--- TEXT SECTION Enclosed Below ---
Bubble positions and use percentages for five semi-aquatic anole species (Drawing credit: Claire Manglicmot)
To determine if ‘rebreathing’ was truly involved in respiration, we used our oxygen sensor to measure the oxygen concentration of the bubbles produced by diving semi-aquatics. This is not as easy as it sounds; bubbles were frequently re-inhaled quickly and diving anoles do not take kindly to being accidentally poked in the nose with a probe. But we persevered, and found that bubble oxygen levels decreased through time, consistent with the respiration hypothesis!
Experimental submersion of an A. maculigula male in Colombia; field assistant James is holding oxygen and temperature sensors ready.
We found some evidence that oxygen decrease followed an exponential decline curve, suggesting either that anoles extract some additional oxygen from the surrounding water by rebreathing (thus slowing the rate of oxygen loss from the bubble), or that metabolic rate (and thus oxygen demand) drops over time during submersion (see figure below). We compared our results to diving insects that use a similar rebreathing apparatus while submerged and found that anole oxygen use matches up well with our expectations for their sizes, and that the metabolic rate of anoles is probably too high for them to remain underwater indefinitely using oxygen captured from the water by the rebreathing bubble (the same is true for the largest diving insects).
--- End of Enclosed TEXT SECTION ---
--- EXTRACTED INFORMATION Enclosed Below ---
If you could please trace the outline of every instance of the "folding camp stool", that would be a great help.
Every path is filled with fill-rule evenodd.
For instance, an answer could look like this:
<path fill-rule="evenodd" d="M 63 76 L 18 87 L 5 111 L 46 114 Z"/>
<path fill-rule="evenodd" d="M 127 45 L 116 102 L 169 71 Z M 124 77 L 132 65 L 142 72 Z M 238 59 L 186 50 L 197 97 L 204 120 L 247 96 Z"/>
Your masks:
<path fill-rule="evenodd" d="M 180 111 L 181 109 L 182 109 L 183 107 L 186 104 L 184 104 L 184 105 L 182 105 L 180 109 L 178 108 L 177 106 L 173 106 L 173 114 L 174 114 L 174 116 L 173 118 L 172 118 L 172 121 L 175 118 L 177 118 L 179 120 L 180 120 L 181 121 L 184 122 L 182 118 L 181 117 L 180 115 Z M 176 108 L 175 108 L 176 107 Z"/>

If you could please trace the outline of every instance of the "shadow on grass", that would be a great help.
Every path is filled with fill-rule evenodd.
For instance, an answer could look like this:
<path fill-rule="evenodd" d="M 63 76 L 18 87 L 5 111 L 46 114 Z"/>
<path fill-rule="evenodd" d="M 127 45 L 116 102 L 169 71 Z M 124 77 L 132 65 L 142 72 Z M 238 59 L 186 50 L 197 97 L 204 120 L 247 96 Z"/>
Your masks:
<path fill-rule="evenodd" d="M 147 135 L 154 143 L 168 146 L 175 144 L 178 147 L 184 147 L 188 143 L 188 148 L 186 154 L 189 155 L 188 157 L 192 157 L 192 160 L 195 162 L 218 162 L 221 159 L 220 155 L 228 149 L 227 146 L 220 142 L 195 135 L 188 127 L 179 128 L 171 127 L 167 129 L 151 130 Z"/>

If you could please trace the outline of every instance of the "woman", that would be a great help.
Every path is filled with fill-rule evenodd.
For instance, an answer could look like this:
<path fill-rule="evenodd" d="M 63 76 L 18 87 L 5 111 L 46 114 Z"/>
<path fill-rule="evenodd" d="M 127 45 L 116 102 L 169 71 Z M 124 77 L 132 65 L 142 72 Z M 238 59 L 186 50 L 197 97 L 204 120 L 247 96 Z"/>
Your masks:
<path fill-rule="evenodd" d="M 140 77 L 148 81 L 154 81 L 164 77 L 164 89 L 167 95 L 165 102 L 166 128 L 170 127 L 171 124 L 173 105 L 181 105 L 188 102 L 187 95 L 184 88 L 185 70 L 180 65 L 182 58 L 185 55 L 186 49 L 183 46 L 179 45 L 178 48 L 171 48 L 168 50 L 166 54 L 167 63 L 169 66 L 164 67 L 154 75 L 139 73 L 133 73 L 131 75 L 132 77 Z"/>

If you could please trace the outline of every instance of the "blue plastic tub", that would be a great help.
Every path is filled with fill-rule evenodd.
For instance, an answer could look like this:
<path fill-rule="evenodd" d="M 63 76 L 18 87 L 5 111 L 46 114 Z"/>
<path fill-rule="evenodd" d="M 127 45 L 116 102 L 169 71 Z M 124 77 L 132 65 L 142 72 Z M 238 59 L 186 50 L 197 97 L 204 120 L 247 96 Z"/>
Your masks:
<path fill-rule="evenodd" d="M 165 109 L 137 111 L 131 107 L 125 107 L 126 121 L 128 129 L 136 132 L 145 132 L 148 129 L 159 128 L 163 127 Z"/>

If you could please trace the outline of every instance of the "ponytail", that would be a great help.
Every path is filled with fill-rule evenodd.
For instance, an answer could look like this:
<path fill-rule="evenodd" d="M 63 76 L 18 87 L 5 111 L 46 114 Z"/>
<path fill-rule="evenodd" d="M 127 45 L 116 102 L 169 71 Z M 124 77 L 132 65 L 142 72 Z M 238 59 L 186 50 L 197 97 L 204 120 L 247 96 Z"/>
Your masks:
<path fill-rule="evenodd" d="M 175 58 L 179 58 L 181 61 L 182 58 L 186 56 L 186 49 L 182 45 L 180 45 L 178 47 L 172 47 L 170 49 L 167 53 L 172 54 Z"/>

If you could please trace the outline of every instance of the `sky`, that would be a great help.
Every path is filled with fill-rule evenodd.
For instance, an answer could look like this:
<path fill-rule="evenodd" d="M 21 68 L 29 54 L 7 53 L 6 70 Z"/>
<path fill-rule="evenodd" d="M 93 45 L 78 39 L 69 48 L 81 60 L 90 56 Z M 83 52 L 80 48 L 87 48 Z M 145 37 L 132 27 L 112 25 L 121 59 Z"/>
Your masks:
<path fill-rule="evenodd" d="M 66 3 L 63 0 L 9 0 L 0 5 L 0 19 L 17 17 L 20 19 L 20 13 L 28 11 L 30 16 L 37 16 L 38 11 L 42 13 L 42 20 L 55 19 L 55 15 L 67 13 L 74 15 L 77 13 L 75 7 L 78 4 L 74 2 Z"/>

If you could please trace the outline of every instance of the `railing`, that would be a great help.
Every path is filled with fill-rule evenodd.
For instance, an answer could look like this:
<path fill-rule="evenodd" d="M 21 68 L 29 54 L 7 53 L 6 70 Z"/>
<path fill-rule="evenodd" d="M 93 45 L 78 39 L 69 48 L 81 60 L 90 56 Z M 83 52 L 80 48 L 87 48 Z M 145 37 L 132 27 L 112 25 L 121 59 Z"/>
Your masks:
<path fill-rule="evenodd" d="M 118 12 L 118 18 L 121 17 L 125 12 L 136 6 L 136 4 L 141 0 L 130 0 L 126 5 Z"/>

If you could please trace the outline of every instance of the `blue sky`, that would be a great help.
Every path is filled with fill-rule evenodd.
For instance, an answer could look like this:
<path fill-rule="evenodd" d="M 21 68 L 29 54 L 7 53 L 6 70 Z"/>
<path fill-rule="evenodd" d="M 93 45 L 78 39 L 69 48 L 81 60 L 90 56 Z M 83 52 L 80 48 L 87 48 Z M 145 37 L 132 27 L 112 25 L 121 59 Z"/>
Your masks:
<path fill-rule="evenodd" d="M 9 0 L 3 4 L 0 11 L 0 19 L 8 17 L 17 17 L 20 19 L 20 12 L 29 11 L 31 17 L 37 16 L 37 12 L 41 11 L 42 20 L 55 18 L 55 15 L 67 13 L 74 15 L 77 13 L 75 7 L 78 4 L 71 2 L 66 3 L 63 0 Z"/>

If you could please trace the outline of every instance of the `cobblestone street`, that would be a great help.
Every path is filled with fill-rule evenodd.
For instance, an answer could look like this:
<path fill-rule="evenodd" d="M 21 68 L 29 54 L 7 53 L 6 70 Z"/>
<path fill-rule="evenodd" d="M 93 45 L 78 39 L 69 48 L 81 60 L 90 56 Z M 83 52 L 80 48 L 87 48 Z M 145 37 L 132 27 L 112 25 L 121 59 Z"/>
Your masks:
--- End of Enclosed EXTRACTED INFORMATION ---
▶ **PROBLEMS AND TASKS**
A: In the passage on diving anoles, what happened to bubble oxygen levels over time?
B: Pick up the passage on anole rebreathing where it stops and add the next part.

▶ **RESPONSES TO THE EXERCISE**
A: They decreased through time.

B:
Plots A-E show bubble oxygen concentrations through time for five species of semi-aquatic anole. Plot F shows a sham trial (in which I mimicked the bubble movements of diving anoles with a submerged syringe; no oxygen declines were observed). Plot G shows semi-aquatics (blue) and diving insect oxygen consumption rates (black) by mass. The dotted line indicates the theoretical limit of oxygen replenishment per second that could be supported by a bubble gill structure. From Boccia et al. 2021.
The consistency with which unrelated semi-aquatic anoles rebreathed suggests that rebreathing is adaptive for semi-aquatic living; however, our data currently do not allow us to favour a particular physiological functionality for this behaviour. Our top three (not mutually exclusive) hypotheses are: 1) rebreathing allows anoles to access air trapped in their head cavities or within the plastron, which might otherwise not be incorporated into their air supply; 2) the rebreathing bubble functions as a physical gill (as has been observed in diving insects), allowing diving semi-aquatics to extract some oxygen from the surrounding water; and 3) bubble exhalation and re-inhalation allows anoles to remove excess carbon dioxide which builds up during dives. We hope to investigate these possibilities during future work!